KETENTUAN TUGAS
- a) Menurut kutipan tentang kursus robotika, di mana lomba robotika pada Oktober 2011 diadakan?
- b) Tulis ulang sebagai daftar bernomor semua baris catatan, dari awal catatan sampai baris yang memuat "49L275 46L263 48L258". Baris kosong tidak usah disertakan.

KUTIPAN TEKS
┌──

Untuk pertama kalinya, murid-murid diajari membuat Robot Land Flower (Penyiram Tanaman) menggunakan analog, bukan sensor.
"Anak-anak bisa nyolder. Robot bisa jalan mengikuti garis lintasan. Lihat anak-anak bisa melakukan hal itu, saya ikut senang. Bahagia sekali. Lalu, saya tantang guru robotika ini agar mengikutsertakan anak- anak dalam lomba robotika sampai dapat juara. Harapannya supaya bisa membangun nama baik sekolah," tuturnya.
Namun keberuntungan belum memihak murid-muridnya. Tim perdana yang diikutkan lomba robotika untuk pertama kalinya kalah. Selain itu, Hendro juga tak dapat mendampingi mereka karena harus menghadiri kegiatan lain di Pasuruan, Jawa Timur.
Hendro bersama anak-anak (dok.hendro) |
Tidak patah arang, pada Oktober 2011, beberapa tim diberangkatkan untuk mengikuti lomba robotika. Lokasinya bukan lagi di Kampus UNAIR Surabaya. Tetapi di SMP Negeri 4 Jombang. Hendro pun ikut mendampingi.
"Robot Line Follower kompetitor jalannya banter-banter (kencang). Ibaratnya, kualitas robotnya bagus-bagus. Sementara, kita bawa 2 sensor robot yang jalannya gedhek-gedhek. Pelan banget. Bahkan untuk menyelesaikan 1 misi saja tak mampu. Dari situ, saya minta mentor supaya mengajari anak-anak membuat robot seperti milik kompetitor, tapi ia tak sanggup dan mengundurkan diri," jelasnya.
Setelah mentor pertama gagal memenuhi target yang disepakati, ia pun segera mencari pengganti. Kampus Politeknik Elektronika Negeri Surabaya (PENS), yang tak jauh dari lokasi AWG Robotica Course menjadi target utama suami dari Anis Kusuma ini, dalam berburu mentor yang kedua.

└──

CATATAN YANG DITAMPILKAN
┌──

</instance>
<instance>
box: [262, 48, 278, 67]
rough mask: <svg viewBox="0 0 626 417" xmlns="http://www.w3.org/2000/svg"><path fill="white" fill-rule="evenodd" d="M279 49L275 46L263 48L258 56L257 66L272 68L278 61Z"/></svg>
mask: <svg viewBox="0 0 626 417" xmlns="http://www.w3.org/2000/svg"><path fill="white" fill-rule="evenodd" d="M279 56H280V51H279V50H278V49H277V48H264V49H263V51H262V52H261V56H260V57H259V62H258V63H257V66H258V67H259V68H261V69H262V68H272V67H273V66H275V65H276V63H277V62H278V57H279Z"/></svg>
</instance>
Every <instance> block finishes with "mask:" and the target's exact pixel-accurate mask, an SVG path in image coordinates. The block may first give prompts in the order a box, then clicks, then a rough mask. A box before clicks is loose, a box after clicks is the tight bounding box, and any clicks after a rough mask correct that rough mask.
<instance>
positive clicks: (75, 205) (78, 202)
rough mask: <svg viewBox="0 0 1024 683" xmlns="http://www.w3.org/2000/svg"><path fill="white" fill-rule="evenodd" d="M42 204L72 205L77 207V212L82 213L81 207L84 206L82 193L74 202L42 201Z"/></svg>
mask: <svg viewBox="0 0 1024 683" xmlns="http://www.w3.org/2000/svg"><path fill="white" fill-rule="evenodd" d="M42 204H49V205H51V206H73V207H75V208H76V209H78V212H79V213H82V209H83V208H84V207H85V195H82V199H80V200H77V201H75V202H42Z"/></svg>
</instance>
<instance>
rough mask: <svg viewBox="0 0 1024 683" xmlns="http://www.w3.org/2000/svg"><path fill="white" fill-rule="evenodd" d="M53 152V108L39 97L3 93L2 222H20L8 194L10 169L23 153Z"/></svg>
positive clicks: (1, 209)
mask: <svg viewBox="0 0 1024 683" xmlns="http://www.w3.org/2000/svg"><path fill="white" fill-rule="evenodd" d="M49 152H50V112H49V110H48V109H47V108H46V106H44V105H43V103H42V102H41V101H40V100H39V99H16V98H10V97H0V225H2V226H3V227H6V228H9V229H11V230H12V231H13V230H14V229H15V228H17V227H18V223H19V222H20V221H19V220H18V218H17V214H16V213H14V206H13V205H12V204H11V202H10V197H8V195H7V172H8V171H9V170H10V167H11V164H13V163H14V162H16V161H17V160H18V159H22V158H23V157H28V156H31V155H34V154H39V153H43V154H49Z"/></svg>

└──

HASIL YANG DIHARAPKAN
- a) Di SMP Negeri 4 Jombang.

- b)
1. </instance>
2. <instance>
3. box: [262, 48, 278, 67]
4. rough mask: <svg viewBox="0 0 626 417" xmlns="http://www.w3.org/2000/svg"><path fill="white" fill-rule="evenodd" d="M279 49L275 46L263 48L258 56L257 66L272 68L278 61Z"/></svg>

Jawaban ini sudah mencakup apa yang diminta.